--- begin Data entries ---

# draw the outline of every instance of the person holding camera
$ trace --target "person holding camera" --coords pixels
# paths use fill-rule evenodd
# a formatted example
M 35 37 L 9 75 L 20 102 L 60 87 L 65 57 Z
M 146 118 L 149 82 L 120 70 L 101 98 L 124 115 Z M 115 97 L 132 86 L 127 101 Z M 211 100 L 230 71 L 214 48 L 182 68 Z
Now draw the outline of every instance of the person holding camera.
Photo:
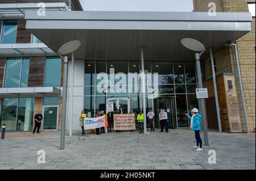
M 191 120 L 190 128 L 192 130 L 195 131 L 196 146 L 194 146 L 193 148 L 196 148 L 196 151 L 203 151 L 202 140 L 201 139 L 200 134 L 201 130 L 201 119 L 202 118 L 202 116 L 197 108 L 193 108 L 192 110 L 192 116 L 189 116 L 187 112 L 185 113 L 185 115 Z

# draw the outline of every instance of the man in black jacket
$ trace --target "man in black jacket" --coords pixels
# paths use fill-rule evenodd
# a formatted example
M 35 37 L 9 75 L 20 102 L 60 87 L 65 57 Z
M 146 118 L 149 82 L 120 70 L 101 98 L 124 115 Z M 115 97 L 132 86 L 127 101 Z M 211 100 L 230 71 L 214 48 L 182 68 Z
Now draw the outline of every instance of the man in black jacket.
M 40 133 L 39 130 L 40 127 L 41 127 L 42 120 L 43 119 L 43 115 L 41 114 L 41 111 L 39 111 L 38 112 L 38 113 L 35 115 L 34 119 L 35 119 L 35 128 L 34 128 L 33 130 L 33 134 L 35 133 L 36 128 L 38 128 L 36 133 Z

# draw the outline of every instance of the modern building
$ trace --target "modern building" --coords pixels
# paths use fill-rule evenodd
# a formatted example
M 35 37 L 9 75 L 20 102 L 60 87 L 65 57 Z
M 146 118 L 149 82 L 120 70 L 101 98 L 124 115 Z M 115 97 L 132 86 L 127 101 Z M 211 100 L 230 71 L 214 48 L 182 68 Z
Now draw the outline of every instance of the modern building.
M 75 40 L 81 45 L 73 64 L 68 55 L 67 129 L 80 129 L 82 110 L 93 117 L 108 101 L 123 113 L 143 109 L 143 68 L 146 110 L 158 115 L 166 109 L 171 128 L 188 127 L 184 112 L 199 107 L 197 76 L 195 52 L 182 45 L 183 38 L 206 48 L 201 69 L 208 90 L 208 128 L 218 129 L 210 49 L 222 131 L 246 131 L 237 71 L 250 131 L 255 128 L 255 16 L 248 12 L 252 2 L 195 0 L 195 12 L 174 12 L 82 11 L 79 1 L 71 1 L 70 11 L 68 1 L 43 1 L 46 11 L 38 10 L 39 1 L 0 4 L 0 123 L 8 131 L 31 130 L 38 110 L 44 115 L 43 130 L 60 129 L 63 62 L 56 53 Z M 216 15 L 208 12 L 210 1 L 217 5 Z M 236 42 L 240 70 L 234 48 L 226 44 Z

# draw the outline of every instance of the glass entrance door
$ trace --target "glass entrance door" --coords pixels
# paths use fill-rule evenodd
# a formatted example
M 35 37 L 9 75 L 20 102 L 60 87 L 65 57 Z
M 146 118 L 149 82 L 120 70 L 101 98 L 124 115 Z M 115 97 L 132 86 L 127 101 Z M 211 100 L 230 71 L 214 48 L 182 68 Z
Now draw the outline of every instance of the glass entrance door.
M 109 98 L 108 101 L 113 101 L 114 111 L 118 109 L 121 113 L 128 113 L 130 112 L 130 102 L 129 98 Z
M 44 106 L 43 120 L 43 129 L 56 130 L 57 120 L 59 120 L 59 107 Z
M 174 97 L 159 97 L 154 99 L 155 123 L 155 125 L 160 127 L 159 113 L 162 109 L 164 109 L 167 113 L 169 120 L 168 125 L 170 128 L 176 127 L 175 116 L 175 102 Z

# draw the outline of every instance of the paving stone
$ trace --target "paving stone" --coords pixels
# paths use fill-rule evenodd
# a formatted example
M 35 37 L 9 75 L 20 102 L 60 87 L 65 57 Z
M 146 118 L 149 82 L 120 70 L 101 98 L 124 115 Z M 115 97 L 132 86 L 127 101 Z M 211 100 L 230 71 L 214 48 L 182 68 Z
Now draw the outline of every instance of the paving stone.
M 84 140 L 80 131 L 74 131 L 73 136 L 66 137 L 63 150 L 59 150 L 59 132 L 7 138 L 0 141 L 0 169 L 255 170 L 254 138 L 209 131 L 210 145 L 197 152 L 192 148 L 193 132 L 176 129 L 171 134 L 161 133 L 145 136 L 135 132 L 112 132 L 90 134 Z M 39 149 L 46 150 L 46 164 L 37 163 Z M 217 164 L 208 162 L 209 150 L 216 151 Z

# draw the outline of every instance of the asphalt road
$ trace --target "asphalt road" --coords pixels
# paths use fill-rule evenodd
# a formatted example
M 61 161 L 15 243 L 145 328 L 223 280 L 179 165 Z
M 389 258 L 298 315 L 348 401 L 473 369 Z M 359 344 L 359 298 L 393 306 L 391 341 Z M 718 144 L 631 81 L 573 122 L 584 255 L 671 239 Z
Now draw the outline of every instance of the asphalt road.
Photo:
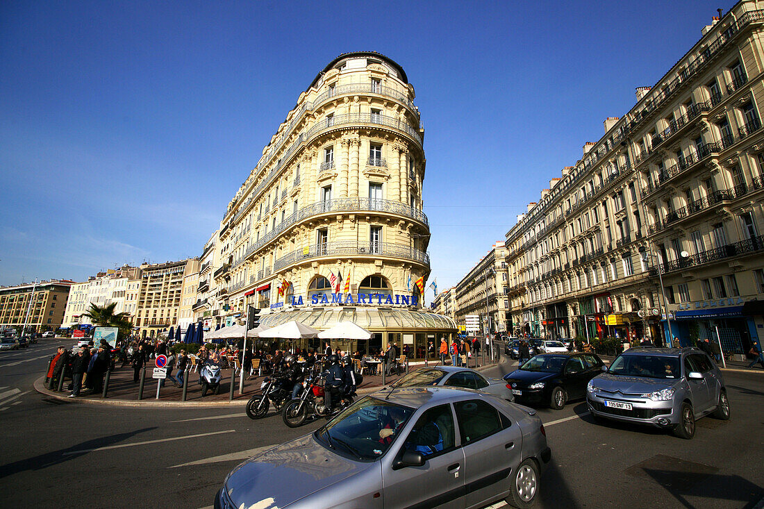
M 59 342 L 0 352 L 5 507 L 209 507 L 241 460 L 321 425 L 290 430 L 273 413 L 253 421 L 241 407 L 157 410 L 52 400 L 36 393 L 32 381 Z M 486 374 L 512 369 L 503 363 Z M 536 507 L 753 507 L 764 496 L 764 374 L 724 376 L 732 420 L 698 421 L 692 440 L 595 424 L 581 401 L 559 411 L 539 409 L 552 461 Z

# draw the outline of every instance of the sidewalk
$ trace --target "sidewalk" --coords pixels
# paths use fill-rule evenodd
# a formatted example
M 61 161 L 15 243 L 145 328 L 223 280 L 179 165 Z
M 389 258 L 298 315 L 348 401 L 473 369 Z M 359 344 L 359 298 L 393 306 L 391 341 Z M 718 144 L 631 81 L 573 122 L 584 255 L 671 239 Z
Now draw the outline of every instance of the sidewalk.
M 478 359 L 479 360 L 479 359 Z M 470 367 L 474 368 L 474 359 L 470 359 Z M 428 365 L 434 366 L 439 365 L 440 361 L 429 361 Z M 416 369 L 423 367 L 424 361 L 412 362 L 409 365 L 409 368 Z M 486 358 L 486 365 L 478 368 L 478 371 L 487 369 L 496 365 L 496 362 L 490 363 Z M 63 391 L 57 392 L 50 391 L 44 384 L 45 378 L 41 377 L 34 382 L 34 389 L 46 396 L 60 400 L 66 400 L 70 402 L 86 403 L 91 404 L 103 404 L 123 407 L 180 407 L 188 406 L 194 408 L 199 407 L 216 407 L 226 406 L 244 406 L 252 396 L 260 394 L 260 386 L 263 383 L 263 379 L 267 375 L 257 377 L 254 375 L 251 378 L 244 376 L 244 393 L 238 394 L 239 378 L 236 377 L 234 381 L 234 399 L 229 400 L 231 390 L 231 369 L 222 370 L 222 380 L 220 382 L 220 391 L 217 395 L 212 394 L 209 391 L 207 395 L 202 397 L 202 386 L 199 384 L 199 373 L 193 371 L 188 374 L 189 382 L 186 392 L 186 401 L 182 400 L 183 387 L 176 387 L 173 385 L 172 381 L 167 380 L 164 387 L 160 390 L 159 399 L 157 399 L 157 380 L 151 378 L 151 368 L 146 369 L 146 381 L 144 386 L 143 399 L 138 400 L 138 387 L 140 382 L 133 382 L 133 369 L 130 365 L 124 368 L 117 367 L 112 371 L 111 379 L 108 384 L 108 393 L 106 398 L 101 397 L 100 394 L 93 394 L 89 392 L 80 393 L 77 397 L 68 397 L 71 394 L 71 390 L 67 390 L 66 387 L 71 383 L 71 380 L 66 378 L 64 381 Z M 173 375 L 175 373 L 173 372 Z M 139 374 L 140 376 L 140 374 Z M 397 380 L 400 377 L 387 377 L 386 384 L 390 384 Z M 356 391 L 359 396 L 368 394 L 382 388 L 381 375 L 371 376 L 364 375 L 363 383 Z

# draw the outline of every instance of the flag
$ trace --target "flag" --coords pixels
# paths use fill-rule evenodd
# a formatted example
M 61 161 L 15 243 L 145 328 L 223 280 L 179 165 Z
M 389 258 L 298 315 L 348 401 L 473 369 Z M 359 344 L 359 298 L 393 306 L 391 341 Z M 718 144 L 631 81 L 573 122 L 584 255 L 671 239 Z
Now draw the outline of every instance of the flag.
M 419 293 L 424 295 L 424 293 L 425 293 L 425 277 L 422 276 L 421 277 L 419 277 L 418 280 L 416 280 L 416 281 L 414 281 L 414 284 L 416 284 L 416 287 L 419 289 Z

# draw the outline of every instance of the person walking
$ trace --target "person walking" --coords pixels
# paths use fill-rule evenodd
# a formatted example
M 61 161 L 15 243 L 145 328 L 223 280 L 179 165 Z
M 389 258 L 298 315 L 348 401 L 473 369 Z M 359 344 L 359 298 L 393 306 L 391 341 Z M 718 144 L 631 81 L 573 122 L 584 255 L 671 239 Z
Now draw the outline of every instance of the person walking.
M 440 339 L 440 365 L 445 365 L 445 358 L 448 356 L 448 345 L 445 342 L 445 338 Z

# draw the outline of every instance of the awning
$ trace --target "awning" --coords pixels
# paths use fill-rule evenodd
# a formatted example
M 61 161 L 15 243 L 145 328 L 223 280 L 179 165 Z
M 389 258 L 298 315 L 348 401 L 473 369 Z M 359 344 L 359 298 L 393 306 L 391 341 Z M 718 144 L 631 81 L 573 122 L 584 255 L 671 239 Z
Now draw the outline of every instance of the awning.
M 675 319 L 678 320 L 698 319 L 702 318 L 724 318 L 725 316 L 743 316 L 743 306 L 732 307 L 715 307 L 697 311 L 677 311 Z

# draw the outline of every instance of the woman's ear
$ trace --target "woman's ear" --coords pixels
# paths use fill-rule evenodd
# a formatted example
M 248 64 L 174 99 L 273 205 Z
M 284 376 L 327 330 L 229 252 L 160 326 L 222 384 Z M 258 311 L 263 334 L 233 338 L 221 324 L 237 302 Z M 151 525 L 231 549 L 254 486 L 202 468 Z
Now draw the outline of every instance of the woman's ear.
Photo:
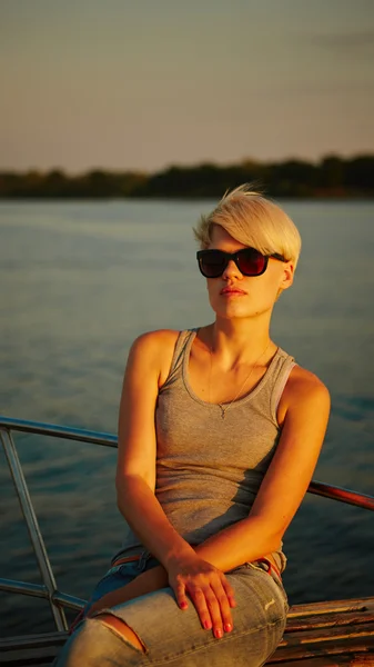
M 283 267 L 283 279 L 281 281 L 280 288 L 283 289 L 289 289 L 289 287 L 291 287 L 291 285 L 293 283 L 293 276 L 294 276 L 294 270 L 295 267 L 293 265 L 292 261 L 287 261 L 287 263 L 284 265 Z

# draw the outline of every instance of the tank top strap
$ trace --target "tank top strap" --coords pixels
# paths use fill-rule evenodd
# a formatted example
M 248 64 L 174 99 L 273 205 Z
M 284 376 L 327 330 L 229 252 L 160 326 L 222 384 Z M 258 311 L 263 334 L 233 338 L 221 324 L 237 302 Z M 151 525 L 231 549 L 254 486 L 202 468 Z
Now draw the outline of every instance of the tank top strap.
M 183 361 L 185 357 L 186 349 L 189 348 L 189 344 L 191 338 L 195 337 L 198 329 L 185 329 L 180 331 L 179 337 L 175 342 L 175 348 L 173 352 L 173 357 L 171 360 L 170 371 L 165 382 L 162 385 L 160 391 L 166 389 L 171 384 L 173 384 L 176 379 L 182 378 L 183 370 Z
M 272 387 L 271 387 L 271 415 L 276 422 L 277 407 L 287 384 L 292 369 L 296 366 L 295 359 L 279 348 L 277 364 L 273 370 Z

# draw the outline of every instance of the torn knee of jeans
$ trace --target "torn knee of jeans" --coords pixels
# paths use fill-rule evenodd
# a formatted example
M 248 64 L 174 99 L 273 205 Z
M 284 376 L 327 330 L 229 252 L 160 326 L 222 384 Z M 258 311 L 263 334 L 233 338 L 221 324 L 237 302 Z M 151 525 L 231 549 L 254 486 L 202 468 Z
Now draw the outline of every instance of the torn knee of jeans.
M 144 654 L 148 653 L 146 646 L 139 635 L 125 623 L 125 620 L 113 614 L 110 609 L 97 611 L 97 614 L 92 616 L 92 619 L 99 620 L 103 626 L 120 637 L 120 639 L 129 644 L 132 648 Z

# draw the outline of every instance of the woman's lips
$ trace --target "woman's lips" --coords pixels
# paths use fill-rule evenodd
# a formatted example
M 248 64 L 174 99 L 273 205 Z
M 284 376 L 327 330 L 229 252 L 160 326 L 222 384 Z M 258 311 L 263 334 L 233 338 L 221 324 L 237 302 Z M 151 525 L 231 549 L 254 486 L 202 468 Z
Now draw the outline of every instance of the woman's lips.
M 237 287 L 224 287 L 221 289 L 220 295 L 222 297 L 243 297 L 246 292 Z

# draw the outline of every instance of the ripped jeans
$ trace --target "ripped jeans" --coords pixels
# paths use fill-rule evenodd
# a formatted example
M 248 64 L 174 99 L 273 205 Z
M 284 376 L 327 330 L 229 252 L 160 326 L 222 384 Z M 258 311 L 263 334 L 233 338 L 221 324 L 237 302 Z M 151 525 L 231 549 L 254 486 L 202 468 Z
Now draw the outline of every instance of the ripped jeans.
M 143 552 L 135 563 L 110 568 L 94 589 L 84 614 L 104 594 L 125 586 L 155 565 L 159 563 Z M 202 628 L 192 604 L 181 610 L 173 590 L 168 587 L 117 605 L 109 611 L 135 633 L 143 651 L 101 623 L 99 615 L 80 620 L 53 665 L 260 667 L 282 639 L 289 609 L 280 577 L 266 569 L 266 565 L 257 561 L 226 573 L 236 607 L 232 609 L 234 627 L 221 639 Z

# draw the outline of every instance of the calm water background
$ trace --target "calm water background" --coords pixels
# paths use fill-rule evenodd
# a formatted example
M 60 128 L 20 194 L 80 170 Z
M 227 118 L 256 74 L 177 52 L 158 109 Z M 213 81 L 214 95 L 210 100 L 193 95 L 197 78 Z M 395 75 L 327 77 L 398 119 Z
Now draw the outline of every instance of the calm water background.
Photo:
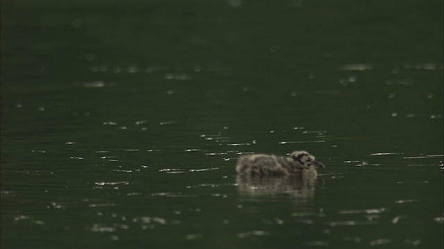
M 1 248 L 441 248 L 442 10 L 2 1 Z

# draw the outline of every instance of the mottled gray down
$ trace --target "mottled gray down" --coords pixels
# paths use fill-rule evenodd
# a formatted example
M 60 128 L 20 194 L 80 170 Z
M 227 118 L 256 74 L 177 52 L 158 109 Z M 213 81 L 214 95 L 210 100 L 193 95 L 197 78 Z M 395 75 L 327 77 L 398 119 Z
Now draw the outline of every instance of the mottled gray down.
M 301 174 L 316 174 L 316 168 L 325 167 L 315 157 L 305 151 L 297 151 L 289 156 L 266 154 L 241 156 L 236 165 L 240 174 L 269 176 Z

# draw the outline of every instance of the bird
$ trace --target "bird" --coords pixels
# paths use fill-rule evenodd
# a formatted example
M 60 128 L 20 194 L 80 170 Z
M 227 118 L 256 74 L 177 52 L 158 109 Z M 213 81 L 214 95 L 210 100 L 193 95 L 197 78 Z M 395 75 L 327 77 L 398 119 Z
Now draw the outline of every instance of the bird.
M 306 151 L 296 151 L 289 156 L 264 154 L 244 155 L 239 158 L 236 171 L 239 174 L 279 176 L 309 174 L 316 176 L 316 168 L 325 166 Z

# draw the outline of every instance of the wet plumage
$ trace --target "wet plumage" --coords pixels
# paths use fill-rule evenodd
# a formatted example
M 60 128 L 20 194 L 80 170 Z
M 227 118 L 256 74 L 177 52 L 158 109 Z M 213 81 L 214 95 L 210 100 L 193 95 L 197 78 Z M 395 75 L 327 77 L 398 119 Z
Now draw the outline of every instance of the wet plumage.
M 236 171 L 240 174 L 270 176 L 302 173 L 316 174 L 316 168 L 324 167 L 315 157 L 305 151 L 297 151 L 289 156 L 266 154 L 241 156 Z

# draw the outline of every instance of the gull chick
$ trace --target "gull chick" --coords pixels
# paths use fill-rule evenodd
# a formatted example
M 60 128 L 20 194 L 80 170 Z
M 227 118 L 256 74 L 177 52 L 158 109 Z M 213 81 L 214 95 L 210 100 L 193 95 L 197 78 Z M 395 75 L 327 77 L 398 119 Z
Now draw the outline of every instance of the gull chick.
M 305 151 L 297 151 L 289 156 L 266 154 L 241 156 L 237 161 L 236 171 L 240 174 L 256 176 L 299 174 L 316 176 L 316 168 L 319 167 L 325 166 L 317 162 L 314 156 Z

--- end Data entries ---

▸ Aim: Starting at the line that contains "# draw the outline of every instance of the wet" and ending after the line that contains "M 236 171 L", copy out those lines again with "wet plumage" changed to "soaked feathers" and nothing else altered.

▸ Answer to this problem:
# draw the outline of every instance of the soaked feathers
$ trace --target "soaked feathers" --coords pixels
# paths use fill-rule evenodd
# a formatted example
M 60 128 L 20 194 L 80 170 Z
M 227 118 L 256 74 L 177 52 L 158 109 Z M 213 81 L 214 95 L 210 100 L 193 95 L 197 78 Z M 395 75 L 327 77 L 398 119 Z
Now draw the outline of every instance of the soaked feathers.
M 236 171 L 240 174 L 270 176 L 302 173 L 316 174 L 316 168 L 324 167 L 315 157 L 305 151 L 297 151 L 289 156 L 266 154 L 241 156 Z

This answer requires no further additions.